____ TASK INPUT

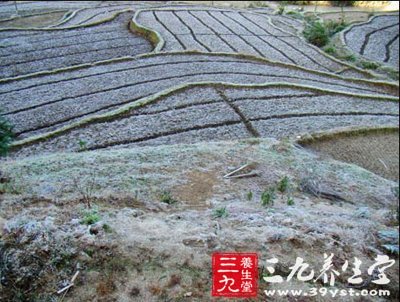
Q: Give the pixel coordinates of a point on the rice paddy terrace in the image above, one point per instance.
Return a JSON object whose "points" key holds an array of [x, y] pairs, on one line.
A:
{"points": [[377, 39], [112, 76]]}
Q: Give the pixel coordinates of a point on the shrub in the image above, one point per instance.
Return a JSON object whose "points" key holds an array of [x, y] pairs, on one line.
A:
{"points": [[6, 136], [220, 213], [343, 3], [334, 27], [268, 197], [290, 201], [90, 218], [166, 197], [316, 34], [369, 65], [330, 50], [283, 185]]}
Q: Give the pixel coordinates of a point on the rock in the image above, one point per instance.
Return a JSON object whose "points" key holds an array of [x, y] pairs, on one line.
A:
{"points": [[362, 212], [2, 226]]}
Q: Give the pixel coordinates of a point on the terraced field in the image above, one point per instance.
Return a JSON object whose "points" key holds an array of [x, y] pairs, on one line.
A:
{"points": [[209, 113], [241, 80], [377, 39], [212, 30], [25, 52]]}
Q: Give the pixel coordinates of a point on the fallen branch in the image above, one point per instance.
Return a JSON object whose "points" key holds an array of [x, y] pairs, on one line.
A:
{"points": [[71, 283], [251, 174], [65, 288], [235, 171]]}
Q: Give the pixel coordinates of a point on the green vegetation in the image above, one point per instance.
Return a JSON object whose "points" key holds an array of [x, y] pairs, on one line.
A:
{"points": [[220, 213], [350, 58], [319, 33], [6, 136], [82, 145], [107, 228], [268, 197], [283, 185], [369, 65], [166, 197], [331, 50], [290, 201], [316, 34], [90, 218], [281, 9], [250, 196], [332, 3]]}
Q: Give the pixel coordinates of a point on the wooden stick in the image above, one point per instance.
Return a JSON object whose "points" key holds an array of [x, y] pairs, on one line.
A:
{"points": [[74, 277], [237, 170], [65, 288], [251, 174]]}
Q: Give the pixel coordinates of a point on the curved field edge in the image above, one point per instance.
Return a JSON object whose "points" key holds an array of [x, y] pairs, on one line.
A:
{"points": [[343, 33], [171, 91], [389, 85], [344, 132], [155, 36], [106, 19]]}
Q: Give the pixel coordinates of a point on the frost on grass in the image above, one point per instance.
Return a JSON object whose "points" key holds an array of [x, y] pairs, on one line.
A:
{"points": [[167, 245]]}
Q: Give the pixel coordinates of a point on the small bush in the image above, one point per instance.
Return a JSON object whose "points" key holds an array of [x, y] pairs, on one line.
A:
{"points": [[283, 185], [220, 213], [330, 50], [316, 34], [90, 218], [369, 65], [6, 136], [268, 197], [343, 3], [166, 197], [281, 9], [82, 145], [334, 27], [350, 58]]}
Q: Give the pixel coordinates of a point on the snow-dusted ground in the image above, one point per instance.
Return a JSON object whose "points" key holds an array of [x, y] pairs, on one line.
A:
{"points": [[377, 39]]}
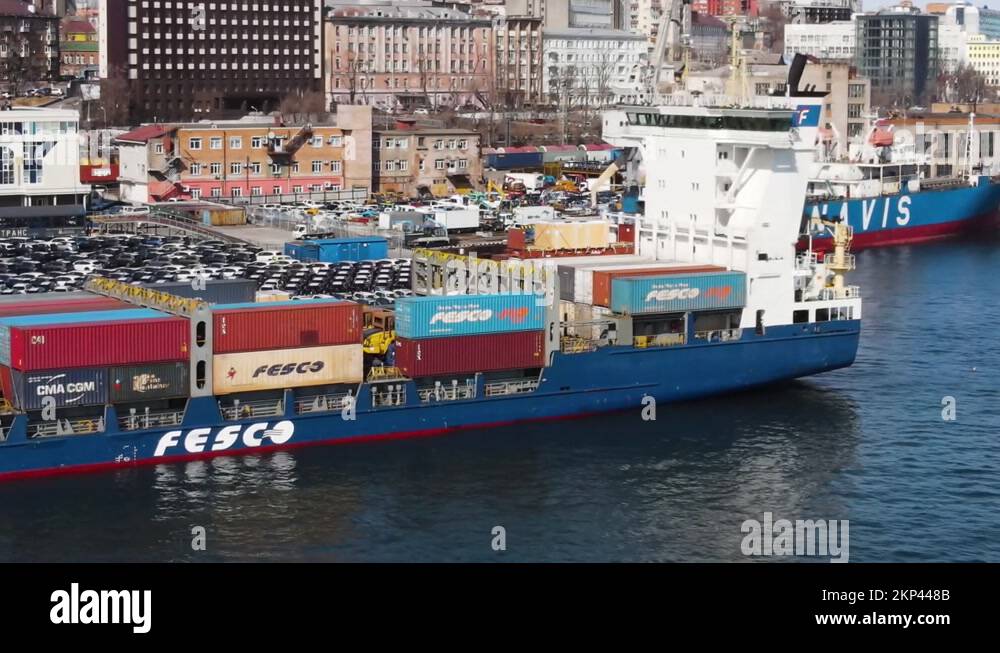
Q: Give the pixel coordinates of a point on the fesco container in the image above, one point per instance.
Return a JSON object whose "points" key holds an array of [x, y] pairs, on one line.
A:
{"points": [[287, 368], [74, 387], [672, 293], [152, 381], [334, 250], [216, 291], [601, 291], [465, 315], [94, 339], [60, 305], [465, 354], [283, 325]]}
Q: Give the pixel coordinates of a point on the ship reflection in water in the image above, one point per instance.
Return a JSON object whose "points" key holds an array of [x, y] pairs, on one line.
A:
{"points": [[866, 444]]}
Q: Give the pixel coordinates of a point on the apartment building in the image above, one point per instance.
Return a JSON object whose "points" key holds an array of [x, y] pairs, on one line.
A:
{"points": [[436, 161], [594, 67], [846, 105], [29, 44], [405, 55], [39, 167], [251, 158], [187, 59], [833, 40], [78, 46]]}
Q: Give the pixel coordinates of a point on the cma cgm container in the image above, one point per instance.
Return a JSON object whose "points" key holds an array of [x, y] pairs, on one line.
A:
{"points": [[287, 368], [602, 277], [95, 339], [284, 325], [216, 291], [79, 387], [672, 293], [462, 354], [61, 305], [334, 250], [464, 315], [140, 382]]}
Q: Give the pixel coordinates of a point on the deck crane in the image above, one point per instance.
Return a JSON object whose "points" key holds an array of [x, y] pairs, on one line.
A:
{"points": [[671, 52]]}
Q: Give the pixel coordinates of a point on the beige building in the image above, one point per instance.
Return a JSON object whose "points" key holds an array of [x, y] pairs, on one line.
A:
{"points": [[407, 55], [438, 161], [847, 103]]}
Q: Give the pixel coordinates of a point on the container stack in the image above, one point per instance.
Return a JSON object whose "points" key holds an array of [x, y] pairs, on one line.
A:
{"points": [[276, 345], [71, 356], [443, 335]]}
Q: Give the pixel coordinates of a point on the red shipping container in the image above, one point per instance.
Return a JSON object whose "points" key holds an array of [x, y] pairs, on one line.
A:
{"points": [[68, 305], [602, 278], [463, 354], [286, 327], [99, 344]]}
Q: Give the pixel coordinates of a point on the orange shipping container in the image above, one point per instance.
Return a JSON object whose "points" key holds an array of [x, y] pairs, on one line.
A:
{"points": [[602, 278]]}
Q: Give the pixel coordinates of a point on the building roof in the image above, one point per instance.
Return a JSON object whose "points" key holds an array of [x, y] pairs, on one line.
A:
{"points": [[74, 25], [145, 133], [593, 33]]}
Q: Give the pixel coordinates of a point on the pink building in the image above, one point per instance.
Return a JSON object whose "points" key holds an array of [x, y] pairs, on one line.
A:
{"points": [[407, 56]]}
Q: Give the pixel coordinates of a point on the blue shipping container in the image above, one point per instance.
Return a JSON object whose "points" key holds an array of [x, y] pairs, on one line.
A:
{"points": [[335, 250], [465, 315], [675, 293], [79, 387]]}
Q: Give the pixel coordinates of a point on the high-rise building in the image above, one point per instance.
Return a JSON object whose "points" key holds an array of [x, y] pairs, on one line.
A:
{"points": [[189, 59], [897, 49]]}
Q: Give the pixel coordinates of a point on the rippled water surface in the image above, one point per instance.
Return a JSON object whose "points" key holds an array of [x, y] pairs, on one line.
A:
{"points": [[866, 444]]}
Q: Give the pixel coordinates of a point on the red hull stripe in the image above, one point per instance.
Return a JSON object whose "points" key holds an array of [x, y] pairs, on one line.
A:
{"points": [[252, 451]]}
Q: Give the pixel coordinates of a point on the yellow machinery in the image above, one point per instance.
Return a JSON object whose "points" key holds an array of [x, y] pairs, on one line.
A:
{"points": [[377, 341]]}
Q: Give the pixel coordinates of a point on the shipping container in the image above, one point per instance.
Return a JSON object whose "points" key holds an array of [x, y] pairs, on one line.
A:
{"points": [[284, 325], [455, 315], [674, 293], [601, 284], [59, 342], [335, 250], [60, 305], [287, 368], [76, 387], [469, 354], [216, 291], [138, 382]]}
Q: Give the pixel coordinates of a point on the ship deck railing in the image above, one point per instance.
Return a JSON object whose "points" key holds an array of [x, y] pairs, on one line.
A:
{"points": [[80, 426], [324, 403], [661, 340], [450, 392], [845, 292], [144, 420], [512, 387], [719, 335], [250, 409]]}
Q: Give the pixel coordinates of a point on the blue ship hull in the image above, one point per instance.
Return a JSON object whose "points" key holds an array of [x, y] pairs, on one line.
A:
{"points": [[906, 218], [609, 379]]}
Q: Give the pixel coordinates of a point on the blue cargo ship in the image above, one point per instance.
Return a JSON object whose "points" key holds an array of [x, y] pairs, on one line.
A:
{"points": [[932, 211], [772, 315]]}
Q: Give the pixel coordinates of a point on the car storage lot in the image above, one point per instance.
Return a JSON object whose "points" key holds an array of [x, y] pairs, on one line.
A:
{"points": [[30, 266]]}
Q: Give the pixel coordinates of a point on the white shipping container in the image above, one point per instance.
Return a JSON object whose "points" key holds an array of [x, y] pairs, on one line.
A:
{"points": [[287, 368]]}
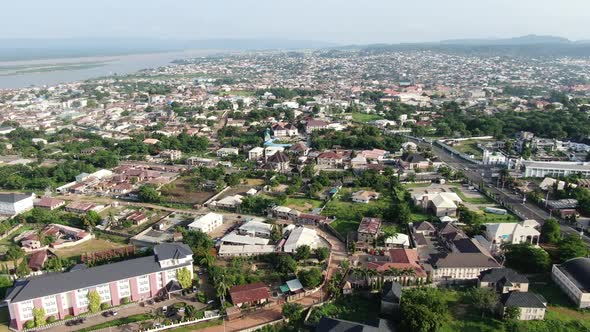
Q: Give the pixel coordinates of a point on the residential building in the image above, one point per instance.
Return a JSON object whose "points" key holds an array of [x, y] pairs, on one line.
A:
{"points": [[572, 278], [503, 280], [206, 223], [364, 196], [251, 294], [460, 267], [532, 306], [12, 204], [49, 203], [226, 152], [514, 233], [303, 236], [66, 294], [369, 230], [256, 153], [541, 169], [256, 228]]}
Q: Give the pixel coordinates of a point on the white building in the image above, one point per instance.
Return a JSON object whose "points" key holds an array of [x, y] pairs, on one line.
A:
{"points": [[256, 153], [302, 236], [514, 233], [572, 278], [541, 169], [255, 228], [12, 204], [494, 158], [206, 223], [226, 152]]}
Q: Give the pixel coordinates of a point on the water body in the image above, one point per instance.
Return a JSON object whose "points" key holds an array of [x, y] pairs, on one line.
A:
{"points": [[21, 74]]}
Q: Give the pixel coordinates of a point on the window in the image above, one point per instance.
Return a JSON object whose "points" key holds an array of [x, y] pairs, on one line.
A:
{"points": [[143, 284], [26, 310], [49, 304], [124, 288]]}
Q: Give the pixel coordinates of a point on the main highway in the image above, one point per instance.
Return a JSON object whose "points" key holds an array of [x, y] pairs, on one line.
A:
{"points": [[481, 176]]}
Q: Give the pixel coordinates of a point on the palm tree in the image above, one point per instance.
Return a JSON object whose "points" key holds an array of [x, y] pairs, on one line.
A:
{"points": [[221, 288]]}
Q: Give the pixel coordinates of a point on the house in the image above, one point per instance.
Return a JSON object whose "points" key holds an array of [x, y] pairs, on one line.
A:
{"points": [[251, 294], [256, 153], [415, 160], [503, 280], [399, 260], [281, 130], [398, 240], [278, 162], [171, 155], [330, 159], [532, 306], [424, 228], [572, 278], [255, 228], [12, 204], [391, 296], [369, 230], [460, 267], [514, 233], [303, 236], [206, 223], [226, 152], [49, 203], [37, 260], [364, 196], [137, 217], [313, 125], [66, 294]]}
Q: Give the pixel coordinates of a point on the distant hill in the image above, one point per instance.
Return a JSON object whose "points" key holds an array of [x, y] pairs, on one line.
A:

________

YOUR GOAL: Lines holding "blue": copy each one from the records above.

ANSWER:
Q: Give the pixel coordinates of a point on the blue shipping container in the image above, one point per instance.
Q: Give the pixel coordinates of a point on the blue ship hull in the image above, one point per instance.
Q: Give the pixel coordinates of a point on the blue cargo ship in the image above, one point per instance.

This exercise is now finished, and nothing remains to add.